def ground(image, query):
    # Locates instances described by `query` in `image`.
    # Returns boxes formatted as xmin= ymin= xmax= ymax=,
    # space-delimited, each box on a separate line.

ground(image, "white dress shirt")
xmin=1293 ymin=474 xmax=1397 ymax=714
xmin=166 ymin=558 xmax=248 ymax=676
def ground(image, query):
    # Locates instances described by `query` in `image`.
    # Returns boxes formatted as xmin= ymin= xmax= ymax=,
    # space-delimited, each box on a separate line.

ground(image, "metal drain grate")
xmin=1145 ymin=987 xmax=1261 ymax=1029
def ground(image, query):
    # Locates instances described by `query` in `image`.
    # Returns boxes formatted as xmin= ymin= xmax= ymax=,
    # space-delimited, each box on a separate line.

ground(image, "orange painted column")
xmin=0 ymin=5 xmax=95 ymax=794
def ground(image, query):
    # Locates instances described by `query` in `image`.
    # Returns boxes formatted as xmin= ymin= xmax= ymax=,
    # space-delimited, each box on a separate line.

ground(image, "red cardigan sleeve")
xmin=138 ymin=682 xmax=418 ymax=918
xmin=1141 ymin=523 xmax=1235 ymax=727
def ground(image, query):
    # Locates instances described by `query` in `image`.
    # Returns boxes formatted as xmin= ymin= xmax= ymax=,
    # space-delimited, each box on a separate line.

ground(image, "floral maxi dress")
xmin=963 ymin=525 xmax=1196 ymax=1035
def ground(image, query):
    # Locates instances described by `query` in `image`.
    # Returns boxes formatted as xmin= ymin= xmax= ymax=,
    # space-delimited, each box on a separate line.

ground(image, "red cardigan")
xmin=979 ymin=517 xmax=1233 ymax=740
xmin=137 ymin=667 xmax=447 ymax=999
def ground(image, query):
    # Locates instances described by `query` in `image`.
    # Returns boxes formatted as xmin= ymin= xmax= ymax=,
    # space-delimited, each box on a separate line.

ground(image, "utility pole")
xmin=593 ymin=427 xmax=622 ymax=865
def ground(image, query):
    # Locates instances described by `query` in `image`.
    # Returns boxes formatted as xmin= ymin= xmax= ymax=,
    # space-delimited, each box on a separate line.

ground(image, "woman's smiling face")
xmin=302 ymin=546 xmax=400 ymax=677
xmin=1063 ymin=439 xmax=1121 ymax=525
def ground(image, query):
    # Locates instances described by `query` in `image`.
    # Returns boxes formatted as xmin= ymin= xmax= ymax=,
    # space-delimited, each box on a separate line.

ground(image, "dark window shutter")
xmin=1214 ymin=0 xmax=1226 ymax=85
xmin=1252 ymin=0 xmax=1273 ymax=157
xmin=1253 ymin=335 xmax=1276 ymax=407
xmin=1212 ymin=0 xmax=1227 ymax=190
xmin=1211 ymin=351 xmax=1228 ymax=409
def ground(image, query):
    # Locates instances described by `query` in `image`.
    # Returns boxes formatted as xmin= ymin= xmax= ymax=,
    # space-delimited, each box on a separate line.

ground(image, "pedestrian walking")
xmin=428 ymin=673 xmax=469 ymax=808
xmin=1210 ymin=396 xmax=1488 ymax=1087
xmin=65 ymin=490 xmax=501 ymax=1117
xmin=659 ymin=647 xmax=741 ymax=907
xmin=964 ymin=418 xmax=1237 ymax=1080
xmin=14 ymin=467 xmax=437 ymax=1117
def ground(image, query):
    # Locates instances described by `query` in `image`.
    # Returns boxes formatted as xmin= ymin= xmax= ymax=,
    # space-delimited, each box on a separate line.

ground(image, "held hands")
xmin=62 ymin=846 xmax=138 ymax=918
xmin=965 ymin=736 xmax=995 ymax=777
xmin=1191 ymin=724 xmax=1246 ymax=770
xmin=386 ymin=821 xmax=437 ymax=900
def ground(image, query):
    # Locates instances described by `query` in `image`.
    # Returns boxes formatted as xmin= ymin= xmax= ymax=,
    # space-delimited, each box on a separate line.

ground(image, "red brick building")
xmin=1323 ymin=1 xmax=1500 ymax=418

· · · · ·

What you are asked to do: All the entries are to be set down exactly as they appear.

Result of the task:
def ground(image, query):
    # Locates instances described by `query` in `image`.
    # Returns boxes formatted as xmin= ymin= xmax= ymax=,
    # space-delimited, each box on a separate line.

ground(image, "white dress shirt")
xmin=1293 ymin=474 xmax=1397 ymax=714
xmin=166 ymin=558 xmax=248 ymax=676
def ground(image, query):
    # Locates instances described by `query` in `image`.
    # Returns boxes formatted as xmin= ymin= xmax= ymax=,
    # space-delimited, each box on a separate line.

ground(image, "metal drain grate")
xmin=1145 ymin=987 xmax=1261 ymax=1029
def ground(image, query):
    # Locates instances described by `query` in `image`.
    # Returns boxes formatted as xmin= ymin= xmax= ymax=,
    # space-delimited, each box on a separate line.

ground(image, "orange painted column")
xmin=0 ymin=5 xmax=95 ymax=794
def ground(image, query):
    # Locates instances described by `query` in `image`.
    # Returns boxes formatted as xmin= ymin= xmax= ymax=,
    # space-delimited, each box on a separate line.

ground(image, "red cardigan sleeve")
xmin=138 ymin=682 xmax=418 ymax=918
xmin=1141 ymin=523 xmax=1235 ymax=727
def ground(image, query):
    # Locates instances described by `query` in `image`.
    # Returns boxes formatted as xmin= ymin= xmax= ymax=,
    # space-delimited, each box on a separate line.

ground(image, "floral maxi dress")
xmin=963 ymin=525 xmax=1196 ymax=1035
def ground(image, query):
    # Locates instances described by `query` in `image`.
    # Returns boxes formatted as xmin= ymin= xmax= ymax=,
    # space-delimited, each box on a separate line.

ground(image, "red cardigan")
xmin=979 ymin=517 xmax=1233 ymax=740
xmin=137 ymin=667 xmax=447 ymax=999
def ground(image, query):
    # Locates instances described by `query` in `image`.
    # Returns boxes formatted as xmin= ymin= xmax= ymax=,
    # space-delimited, each box on a separate line.

ground(image, "utility pole")
xmin=593 ymin=427 xmax=622 ymax=865
def ground(image, query):
    # Locates instances described by `query` in `image`.
    # Returns boxes formatted as xmin= ymin= xmax= ymax=,
    # space-delimited, each box on a separate line.

ground(image, "woman's smiling face")
xmin=302 ymin=546 xmax=400 ymax=677
xmin=1063 ymin=439 xmax=1121 ymax=525
def ground(image, query):
    # Locates instances described by `query` in `image`.
    # Returns boxes formatted as xmin= ymin= xmax= ymax=,
    # space-delimited, each box on a separate line.

ground(image, "dark window shutter")
xmin=1214 ymin=0 xmax=1226 ymax=85
xmin=1252 ymin=0 xmax=1273 ymax=157
xmin=1253 ymin=335 xmax=1276 ymax=407
xmin=1212 ymin=0 xmax=1227 ymax=190
xmin=1211 ymin=351 xmax=1228 ymax=409
def ground(image, query):
    # Locates instances described by `query` in `image`.
    # Returns boxes formatted as xmin= ymin= xmax= ymax=,
    # space-delimited, each box on a separate line.

ground(image, "pedestrian walking")
xmin=428 ymin=673 xmax=469 ymax=808
xmin=1210 ymin=396 xmax=1488 ymax=1087
xmin=65 ymin=490 xmax=501 ymax=1117
xmin=659 ymin=647 xmax=741 ymax=907
xmin=964 ymin=418 xmax=1237 ymax=1080
xmin=14 ymin=467 xmax=437 ymax=1117
def ground(image, query):
    # Locates instances described by `query` in `image`.
    # Returns boxes formatted as xmin= ymin= xmax= ymax=,
    # space-delimited, each box on a separate line.

ground(image, "held hands")
xmin=62 ymin=846 xmax=138 ymax=918
xmin=965 ymin=736 xmax=995 ymax=777
xmin=1191 ymin=724 xmax=1246 ymax=770
xmin=386 ymin=821 xmax=437 ymax=900
def ground(image, query):
    # Locates instances described by `query` in `image`.
    # Returns boxes formatted as xmin= ymin= xmax= ymax=,
    # space-delimited, each box on a separate line.

ground(image, "red brick building")
xmin=1323 ymin=1 xmax=1500 ymax=418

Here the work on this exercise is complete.